** Start **

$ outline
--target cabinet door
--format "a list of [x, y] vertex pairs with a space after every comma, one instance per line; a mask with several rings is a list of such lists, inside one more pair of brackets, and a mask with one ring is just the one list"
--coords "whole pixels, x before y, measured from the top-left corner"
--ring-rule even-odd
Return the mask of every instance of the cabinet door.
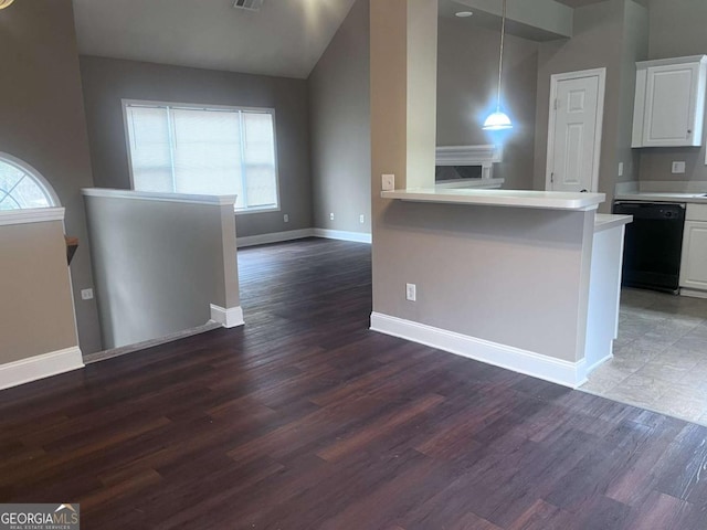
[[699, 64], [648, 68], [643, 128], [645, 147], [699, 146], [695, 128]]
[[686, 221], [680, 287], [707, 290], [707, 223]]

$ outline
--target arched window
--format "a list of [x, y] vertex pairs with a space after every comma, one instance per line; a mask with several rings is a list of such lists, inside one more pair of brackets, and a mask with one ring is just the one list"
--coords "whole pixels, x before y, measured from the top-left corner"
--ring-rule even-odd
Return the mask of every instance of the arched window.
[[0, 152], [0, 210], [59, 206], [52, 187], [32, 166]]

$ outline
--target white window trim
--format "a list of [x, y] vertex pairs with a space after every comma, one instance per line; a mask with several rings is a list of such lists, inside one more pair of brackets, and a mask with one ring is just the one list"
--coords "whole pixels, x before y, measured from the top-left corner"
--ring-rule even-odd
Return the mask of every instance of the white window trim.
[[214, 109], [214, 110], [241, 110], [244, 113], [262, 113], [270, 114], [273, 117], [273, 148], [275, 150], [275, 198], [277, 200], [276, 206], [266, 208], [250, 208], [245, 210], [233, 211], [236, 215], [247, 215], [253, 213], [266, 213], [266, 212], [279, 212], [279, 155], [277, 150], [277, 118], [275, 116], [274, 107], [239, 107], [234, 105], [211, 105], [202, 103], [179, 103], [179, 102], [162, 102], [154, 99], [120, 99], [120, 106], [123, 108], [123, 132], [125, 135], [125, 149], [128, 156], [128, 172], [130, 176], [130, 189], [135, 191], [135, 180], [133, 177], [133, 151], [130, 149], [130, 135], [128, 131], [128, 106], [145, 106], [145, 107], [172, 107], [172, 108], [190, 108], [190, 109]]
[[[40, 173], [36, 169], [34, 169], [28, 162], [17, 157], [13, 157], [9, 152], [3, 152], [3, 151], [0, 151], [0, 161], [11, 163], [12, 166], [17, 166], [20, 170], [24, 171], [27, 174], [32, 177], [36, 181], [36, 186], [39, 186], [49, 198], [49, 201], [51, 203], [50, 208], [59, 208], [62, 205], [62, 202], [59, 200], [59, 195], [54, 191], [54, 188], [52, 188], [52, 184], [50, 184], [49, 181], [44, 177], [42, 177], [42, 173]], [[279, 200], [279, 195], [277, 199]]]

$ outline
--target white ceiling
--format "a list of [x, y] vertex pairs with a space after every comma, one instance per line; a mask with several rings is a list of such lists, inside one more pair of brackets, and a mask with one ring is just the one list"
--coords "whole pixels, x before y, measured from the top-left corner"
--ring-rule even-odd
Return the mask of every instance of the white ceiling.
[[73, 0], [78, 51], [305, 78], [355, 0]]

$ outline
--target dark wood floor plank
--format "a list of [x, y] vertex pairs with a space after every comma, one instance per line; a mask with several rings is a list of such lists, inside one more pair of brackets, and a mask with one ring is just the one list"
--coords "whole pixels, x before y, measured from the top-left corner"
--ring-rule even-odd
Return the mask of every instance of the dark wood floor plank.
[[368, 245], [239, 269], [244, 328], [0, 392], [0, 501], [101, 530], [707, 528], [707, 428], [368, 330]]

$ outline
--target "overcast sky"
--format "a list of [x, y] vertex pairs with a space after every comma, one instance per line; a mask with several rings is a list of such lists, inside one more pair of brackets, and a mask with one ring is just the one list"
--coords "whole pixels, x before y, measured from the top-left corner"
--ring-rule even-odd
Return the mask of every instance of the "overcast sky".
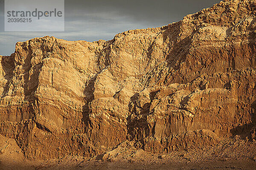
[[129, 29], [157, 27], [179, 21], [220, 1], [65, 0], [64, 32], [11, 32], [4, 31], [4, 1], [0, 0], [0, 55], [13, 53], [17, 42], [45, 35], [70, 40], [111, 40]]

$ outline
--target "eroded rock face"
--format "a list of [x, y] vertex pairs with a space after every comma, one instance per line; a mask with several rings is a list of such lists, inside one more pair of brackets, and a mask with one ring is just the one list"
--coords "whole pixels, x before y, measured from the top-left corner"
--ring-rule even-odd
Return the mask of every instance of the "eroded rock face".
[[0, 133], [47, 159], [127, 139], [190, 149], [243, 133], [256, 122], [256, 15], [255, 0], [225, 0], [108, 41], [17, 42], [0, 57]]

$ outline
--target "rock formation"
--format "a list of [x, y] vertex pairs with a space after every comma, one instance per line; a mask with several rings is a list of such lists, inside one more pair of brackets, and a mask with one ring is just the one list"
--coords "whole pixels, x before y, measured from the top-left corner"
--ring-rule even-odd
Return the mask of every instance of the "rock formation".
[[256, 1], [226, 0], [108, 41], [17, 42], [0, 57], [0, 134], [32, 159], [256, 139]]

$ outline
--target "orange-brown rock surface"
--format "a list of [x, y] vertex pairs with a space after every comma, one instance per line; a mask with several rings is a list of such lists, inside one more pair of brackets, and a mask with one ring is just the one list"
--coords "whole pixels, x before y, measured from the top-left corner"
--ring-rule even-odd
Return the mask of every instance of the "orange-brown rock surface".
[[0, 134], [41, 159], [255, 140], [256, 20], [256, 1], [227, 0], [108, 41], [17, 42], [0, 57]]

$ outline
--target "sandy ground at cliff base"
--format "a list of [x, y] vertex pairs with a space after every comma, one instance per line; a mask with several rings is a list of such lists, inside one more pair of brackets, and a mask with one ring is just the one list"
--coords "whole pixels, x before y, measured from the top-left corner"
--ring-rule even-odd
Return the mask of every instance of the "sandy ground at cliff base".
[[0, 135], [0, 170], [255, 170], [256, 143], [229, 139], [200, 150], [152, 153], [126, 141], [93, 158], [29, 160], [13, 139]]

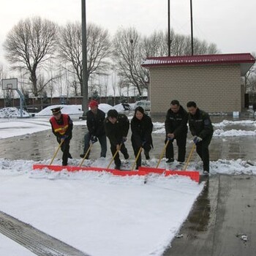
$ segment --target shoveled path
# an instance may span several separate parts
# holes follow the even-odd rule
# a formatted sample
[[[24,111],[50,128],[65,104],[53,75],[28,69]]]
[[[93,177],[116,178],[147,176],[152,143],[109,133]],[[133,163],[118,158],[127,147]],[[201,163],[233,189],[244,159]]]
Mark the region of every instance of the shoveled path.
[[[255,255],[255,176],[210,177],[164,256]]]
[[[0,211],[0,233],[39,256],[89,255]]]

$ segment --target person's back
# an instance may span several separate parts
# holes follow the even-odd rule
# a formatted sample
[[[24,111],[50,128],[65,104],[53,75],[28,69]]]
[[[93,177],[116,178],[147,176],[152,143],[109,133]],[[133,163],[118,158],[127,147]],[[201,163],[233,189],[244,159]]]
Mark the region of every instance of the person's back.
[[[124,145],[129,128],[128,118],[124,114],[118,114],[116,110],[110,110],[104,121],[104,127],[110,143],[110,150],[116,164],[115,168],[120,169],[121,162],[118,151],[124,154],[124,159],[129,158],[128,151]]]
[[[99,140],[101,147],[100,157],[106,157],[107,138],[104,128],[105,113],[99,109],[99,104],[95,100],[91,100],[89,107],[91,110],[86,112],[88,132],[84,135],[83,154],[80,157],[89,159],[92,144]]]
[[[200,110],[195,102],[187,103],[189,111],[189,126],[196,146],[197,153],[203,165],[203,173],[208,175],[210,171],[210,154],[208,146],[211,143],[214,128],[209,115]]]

** End **
** Start **

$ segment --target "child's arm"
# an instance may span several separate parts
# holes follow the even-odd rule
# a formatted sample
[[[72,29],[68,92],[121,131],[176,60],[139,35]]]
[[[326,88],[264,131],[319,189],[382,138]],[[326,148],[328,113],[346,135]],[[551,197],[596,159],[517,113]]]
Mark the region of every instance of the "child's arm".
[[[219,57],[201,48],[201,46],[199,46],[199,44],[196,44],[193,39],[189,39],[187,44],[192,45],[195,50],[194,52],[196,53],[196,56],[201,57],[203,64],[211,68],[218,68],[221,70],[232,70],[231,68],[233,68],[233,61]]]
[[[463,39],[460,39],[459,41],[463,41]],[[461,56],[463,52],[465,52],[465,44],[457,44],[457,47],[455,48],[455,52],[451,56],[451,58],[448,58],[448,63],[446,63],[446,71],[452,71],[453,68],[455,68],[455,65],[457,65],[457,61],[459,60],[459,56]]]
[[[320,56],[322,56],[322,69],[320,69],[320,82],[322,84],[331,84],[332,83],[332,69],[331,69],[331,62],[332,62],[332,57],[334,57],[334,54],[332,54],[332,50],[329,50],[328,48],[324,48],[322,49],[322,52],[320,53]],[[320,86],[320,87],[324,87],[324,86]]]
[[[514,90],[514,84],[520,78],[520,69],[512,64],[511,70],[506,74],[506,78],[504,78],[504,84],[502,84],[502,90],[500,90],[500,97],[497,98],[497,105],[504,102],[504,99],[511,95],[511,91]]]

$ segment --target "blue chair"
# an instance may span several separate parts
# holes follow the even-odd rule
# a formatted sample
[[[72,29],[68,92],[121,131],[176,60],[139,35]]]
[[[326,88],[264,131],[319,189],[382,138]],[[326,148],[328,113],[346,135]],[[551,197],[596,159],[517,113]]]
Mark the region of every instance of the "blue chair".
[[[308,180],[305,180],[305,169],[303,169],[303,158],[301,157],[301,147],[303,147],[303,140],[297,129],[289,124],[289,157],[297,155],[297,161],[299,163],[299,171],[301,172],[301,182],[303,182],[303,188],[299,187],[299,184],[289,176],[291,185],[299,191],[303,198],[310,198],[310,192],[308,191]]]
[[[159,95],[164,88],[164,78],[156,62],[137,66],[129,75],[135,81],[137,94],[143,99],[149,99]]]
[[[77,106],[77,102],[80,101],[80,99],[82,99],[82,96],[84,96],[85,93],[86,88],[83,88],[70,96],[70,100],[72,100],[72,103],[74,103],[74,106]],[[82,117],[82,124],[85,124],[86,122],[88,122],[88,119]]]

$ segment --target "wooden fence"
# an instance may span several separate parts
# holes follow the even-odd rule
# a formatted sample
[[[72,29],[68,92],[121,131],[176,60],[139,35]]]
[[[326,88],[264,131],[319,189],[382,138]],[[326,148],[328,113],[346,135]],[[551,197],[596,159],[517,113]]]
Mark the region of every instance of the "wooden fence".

** End **

### Objective
Extract every line of the records above that contains the string "cabinet", treating case as significant.

### Answer to this task
--target cabinet door
Return the mask of every instance of the cabinet door.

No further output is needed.